*WORK INSTRUCTIONS*. Reproduce the records verbatim, beginning with their first line and ending with the line that contains "[(612, 549), (484, 477)]", both ends included.

start DATA FOR THIS EXERCISE

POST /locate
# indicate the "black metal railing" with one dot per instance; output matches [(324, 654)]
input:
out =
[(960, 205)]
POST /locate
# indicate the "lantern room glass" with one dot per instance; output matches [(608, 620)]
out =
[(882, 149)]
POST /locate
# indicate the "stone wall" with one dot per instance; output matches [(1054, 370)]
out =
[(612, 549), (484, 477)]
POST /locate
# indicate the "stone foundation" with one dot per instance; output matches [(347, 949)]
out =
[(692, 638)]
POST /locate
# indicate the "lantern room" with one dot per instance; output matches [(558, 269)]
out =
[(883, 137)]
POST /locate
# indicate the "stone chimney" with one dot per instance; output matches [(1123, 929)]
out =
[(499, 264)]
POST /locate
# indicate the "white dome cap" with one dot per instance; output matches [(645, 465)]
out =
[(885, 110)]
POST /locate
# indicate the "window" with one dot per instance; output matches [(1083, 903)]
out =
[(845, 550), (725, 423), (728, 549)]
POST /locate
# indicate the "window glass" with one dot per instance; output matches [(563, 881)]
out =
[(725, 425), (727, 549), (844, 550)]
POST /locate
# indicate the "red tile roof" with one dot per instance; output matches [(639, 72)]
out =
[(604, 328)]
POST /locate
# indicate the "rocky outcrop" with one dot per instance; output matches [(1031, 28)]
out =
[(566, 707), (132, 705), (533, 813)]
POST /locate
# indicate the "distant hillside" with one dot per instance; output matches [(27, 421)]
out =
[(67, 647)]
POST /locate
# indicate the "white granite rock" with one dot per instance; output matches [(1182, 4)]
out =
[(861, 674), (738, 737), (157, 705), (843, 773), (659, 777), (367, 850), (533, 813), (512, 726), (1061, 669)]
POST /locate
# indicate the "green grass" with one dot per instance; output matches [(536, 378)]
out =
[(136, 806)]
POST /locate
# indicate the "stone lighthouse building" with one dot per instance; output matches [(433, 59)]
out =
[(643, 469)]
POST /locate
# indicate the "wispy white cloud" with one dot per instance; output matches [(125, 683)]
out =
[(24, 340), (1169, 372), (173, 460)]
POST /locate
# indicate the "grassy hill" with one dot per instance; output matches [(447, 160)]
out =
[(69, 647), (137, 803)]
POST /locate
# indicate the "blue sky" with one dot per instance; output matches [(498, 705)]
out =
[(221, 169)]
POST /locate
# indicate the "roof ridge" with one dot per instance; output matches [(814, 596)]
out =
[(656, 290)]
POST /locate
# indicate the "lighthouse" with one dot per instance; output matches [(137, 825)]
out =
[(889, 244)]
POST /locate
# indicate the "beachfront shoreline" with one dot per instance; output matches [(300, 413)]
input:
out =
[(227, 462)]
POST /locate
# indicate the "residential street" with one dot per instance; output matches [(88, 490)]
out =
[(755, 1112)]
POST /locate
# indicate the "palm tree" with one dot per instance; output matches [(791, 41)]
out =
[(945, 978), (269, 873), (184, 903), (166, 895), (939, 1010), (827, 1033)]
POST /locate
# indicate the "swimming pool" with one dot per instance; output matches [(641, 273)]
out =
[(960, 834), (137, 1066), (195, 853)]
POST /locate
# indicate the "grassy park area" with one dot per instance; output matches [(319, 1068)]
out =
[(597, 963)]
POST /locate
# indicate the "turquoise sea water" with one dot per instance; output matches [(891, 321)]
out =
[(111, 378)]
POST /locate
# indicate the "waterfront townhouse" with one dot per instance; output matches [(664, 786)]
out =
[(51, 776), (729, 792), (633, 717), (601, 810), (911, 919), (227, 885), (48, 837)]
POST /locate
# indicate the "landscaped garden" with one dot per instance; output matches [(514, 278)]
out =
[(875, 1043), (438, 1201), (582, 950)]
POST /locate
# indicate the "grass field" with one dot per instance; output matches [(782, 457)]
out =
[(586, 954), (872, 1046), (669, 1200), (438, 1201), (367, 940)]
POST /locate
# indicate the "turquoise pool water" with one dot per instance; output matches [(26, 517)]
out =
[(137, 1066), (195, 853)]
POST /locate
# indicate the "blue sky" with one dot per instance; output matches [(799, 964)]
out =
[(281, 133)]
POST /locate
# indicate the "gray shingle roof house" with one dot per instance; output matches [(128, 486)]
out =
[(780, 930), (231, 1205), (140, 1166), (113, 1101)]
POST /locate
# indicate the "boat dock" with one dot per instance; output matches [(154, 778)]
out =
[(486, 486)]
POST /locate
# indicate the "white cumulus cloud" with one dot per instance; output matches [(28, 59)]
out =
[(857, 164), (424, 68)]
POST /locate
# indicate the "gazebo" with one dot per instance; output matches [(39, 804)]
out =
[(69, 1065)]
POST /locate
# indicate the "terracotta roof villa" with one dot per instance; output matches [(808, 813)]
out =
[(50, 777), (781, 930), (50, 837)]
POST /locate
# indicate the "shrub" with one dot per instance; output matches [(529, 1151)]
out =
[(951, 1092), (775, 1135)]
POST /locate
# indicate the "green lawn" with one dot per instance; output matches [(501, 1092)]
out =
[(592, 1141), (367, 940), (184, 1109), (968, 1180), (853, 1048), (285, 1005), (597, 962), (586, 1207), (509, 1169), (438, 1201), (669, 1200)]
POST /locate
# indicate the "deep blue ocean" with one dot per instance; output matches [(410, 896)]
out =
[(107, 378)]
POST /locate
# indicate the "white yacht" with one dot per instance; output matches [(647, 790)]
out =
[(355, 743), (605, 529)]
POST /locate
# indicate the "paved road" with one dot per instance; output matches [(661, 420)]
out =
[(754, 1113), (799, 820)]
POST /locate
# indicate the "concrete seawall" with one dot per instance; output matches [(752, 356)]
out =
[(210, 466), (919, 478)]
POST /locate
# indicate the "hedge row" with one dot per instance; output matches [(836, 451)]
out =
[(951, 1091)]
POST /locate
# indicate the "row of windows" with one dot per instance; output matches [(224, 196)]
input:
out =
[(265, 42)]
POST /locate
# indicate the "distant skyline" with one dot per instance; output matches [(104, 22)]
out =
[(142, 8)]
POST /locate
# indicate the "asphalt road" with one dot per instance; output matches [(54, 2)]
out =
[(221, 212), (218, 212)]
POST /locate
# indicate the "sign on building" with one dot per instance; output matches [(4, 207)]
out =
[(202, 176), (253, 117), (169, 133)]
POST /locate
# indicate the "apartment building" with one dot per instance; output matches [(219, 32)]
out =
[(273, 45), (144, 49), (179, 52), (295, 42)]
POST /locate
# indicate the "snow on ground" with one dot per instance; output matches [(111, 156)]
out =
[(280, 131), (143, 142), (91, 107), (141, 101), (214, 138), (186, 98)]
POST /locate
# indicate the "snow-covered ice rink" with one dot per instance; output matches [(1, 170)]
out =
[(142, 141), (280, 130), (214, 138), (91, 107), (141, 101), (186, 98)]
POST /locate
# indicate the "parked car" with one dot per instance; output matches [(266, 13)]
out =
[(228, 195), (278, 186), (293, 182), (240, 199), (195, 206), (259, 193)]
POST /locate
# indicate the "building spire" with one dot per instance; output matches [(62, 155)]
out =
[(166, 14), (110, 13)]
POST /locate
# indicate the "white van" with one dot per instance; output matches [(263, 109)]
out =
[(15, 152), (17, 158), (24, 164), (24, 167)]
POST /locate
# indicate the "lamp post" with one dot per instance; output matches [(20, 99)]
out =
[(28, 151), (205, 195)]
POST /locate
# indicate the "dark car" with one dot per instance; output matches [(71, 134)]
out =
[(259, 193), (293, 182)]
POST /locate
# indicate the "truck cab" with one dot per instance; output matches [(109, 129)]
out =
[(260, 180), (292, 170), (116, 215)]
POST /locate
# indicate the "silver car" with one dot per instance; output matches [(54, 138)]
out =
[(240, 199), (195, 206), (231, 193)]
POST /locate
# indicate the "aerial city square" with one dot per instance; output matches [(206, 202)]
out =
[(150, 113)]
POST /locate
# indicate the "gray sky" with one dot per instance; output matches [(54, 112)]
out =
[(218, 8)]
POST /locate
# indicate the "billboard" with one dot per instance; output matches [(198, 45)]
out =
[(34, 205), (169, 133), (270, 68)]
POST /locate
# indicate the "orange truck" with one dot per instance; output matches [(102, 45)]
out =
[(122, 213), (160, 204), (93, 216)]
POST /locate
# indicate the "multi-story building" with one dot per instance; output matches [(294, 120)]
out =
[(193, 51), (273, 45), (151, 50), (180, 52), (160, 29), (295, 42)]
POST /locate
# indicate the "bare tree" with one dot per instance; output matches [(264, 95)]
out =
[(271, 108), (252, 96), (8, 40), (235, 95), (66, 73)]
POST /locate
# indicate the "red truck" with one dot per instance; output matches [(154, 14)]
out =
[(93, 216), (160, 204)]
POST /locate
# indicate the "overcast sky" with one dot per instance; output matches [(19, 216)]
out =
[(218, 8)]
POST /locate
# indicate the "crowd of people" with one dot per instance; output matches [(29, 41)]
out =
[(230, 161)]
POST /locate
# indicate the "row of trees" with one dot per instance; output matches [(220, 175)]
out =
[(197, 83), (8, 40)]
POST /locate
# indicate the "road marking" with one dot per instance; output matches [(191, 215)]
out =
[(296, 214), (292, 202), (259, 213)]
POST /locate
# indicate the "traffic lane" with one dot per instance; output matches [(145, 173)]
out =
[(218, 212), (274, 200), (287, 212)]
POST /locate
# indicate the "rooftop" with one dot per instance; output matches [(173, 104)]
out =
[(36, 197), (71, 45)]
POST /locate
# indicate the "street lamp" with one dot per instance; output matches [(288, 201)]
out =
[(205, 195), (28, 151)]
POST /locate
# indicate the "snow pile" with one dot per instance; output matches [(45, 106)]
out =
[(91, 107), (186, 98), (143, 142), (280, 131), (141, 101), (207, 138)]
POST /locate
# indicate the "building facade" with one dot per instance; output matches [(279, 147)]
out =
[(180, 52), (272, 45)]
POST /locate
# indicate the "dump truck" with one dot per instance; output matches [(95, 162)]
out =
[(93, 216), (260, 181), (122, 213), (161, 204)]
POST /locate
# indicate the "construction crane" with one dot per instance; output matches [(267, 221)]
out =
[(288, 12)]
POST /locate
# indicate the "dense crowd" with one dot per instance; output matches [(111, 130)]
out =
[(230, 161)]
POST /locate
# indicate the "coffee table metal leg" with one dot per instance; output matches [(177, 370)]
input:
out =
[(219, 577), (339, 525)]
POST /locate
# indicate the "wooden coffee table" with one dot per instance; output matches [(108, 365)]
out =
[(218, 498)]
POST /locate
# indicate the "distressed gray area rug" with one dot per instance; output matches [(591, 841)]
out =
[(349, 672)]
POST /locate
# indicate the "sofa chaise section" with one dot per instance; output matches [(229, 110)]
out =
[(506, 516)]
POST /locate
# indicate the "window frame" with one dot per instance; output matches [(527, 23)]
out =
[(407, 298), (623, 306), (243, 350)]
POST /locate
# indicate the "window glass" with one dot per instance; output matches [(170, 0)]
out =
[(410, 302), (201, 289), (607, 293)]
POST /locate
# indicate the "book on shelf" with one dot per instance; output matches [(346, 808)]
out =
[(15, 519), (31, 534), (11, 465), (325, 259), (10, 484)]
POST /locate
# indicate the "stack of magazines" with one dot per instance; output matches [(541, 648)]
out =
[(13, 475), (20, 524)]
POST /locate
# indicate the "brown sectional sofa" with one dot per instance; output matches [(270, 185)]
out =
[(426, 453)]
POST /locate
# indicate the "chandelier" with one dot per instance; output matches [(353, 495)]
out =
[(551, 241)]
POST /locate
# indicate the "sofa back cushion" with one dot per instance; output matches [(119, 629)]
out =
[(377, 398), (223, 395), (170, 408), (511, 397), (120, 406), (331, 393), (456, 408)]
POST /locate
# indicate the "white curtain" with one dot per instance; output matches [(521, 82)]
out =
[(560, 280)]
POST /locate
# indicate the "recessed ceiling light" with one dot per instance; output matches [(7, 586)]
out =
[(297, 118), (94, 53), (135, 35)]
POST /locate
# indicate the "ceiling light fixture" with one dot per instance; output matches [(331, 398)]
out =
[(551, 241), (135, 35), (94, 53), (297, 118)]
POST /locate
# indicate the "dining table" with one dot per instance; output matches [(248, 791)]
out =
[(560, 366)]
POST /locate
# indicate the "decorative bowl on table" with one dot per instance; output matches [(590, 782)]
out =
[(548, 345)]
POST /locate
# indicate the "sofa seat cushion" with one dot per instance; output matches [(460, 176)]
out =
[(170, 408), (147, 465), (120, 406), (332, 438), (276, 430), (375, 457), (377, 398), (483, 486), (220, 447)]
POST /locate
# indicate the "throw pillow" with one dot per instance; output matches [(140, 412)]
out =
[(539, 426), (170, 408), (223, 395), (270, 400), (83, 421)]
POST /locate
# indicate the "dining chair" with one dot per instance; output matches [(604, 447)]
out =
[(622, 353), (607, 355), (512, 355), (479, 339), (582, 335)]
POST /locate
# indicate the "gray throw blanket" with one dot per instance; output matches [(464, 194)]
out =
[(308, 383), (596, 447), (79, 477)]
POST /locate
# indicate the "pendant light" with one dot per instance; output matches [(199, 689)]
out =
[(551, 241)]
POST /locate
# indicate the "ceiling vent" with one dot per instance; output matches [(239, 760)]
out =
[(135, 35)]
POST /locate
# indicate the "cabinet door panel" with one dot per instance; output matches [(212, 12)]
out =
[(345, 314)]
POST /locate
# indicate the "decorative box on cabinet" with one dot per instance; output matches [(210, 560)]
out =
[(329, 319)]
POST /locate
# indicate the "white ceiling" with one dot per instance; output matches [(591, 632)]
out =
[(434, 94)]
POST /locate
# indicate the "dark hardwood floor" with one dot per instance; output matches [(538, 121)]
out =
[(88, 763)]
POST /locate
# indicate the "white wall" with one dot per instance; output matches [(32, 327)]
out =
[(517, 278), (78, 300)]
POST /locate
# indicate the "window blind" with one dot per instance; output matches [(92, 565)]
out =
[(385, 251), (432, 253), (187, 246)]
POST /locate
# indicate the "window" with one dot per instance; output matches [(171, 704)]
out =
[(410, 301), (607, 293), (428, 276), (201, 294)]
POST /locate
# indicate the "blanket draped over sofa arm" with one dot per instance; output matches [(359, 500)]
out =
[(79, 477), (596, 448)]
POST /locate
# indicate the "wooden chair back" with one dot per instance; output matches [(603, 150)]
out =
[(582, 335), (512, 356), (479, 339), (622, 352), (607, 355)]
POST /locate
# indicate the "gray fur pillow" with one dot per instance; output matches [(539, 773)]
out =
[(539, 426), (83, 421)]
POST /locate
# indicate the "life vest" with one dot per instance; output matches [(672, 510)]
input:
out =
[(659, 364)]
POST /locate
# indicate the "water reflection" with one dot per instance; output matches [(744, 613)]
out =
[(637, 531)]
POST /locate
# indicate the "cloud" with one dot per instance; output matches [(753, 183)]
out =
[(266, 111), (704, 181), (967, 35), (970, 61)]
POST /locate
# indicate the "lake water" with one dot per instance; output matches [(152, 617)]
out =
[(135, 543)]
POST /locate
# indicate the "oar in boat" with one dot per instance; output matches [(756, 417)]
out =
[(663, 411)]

end DATA FOR THIS EXERCISE

*WRITTEN ANSWER*.
POST /locate
# indicate the "black metal railing" with one dot per instance; output matches [(324, 654)]
input:
out =
[(960, 205)]
POST /locate
# indicate the "lantern room glass" with one dot per instance; output matches [(608, 620)]
out =
[(882, 149)]
POST /locate
# indicate the "stone wall" with one dot per instance; output matches [(1054, 370)]
out =
[(612, 549), (484, 477)]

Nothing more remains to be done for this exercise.